What is the Web? Probably, most of people would answer: "Web is information". Indeed, despite many alternative uses, such as communicating with friends, playing online games, and selling goods, the primary use of the Web is to satisfy user's information needs. In order to make use of the information of the Web effectively and create tools that help users satisfy their information needs, it is necessary to understand how the information on the Web is organized.
In this project we consider the Web as a set of logical information units, so called compound documents (cDocs), which represent an individual's perception of information entities on the Web. Though a single Web page may be a cDoc itself, often a cDoc consists of multiple Web pages. A typical example of such a cDoc is a web news article, consisting of several html pages. Another example is a set of Web pages describing a subject such as the biology of monarch butterflies, with different pages dedicated to anatomy, sensory systems, life cycle, etc.

**DIRECTIONS**
Carry on the passage about compound documents on the Web from its last sentence. The lines that follow have nothing to do with the work asked here.

**RECORD EXCERPTS**
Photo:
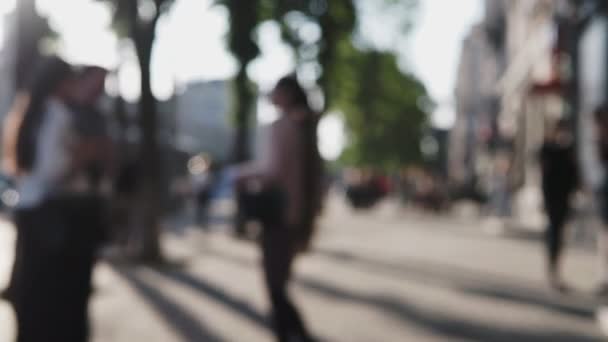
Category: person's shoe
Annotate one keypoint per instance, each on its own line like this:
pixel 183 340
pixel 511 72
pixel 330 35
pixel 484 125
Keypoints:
pixel 602 291
pixel 6 295
pixel 558 285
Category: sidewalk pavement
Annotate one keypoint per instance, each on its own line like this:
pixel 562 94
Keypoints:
pixel 383 275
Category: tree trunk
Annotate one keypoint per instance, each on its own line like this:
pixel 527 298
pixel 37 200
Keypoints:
pixel 243 109
pixel 30 30
pixel 149 191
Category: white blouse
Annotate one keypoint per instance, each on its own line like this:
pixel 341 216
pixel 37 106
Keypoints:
pixel 53 163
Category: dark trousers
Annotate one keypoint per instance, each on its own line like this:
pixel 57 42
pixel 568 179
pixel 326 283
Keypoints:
pixel 557 211
pixel 52 280
pixel 278 254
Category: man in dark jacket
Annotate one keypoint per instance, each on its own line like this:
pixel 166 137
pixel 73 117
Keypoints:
pixel 560 181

**EXERCISE ANSWER**
We believe that the ability to identify cDocs would be useful in a number of important applications. It has a potential to improve both recall and precision of the information retrieval on the Web; it can help link analysis algorithms, such as PageRank, to identify links serving solely navigational purpose; it would allow better automatic metadata generation and association for Digital Libraries, and, finally, it can be used as a basis for improved user interfaces.
In this project, we develop methods for automatically identifying the boundaries of cDocs on the Web, utilizing both content features of constituent Web pages, and structural features of the underlying Web graph.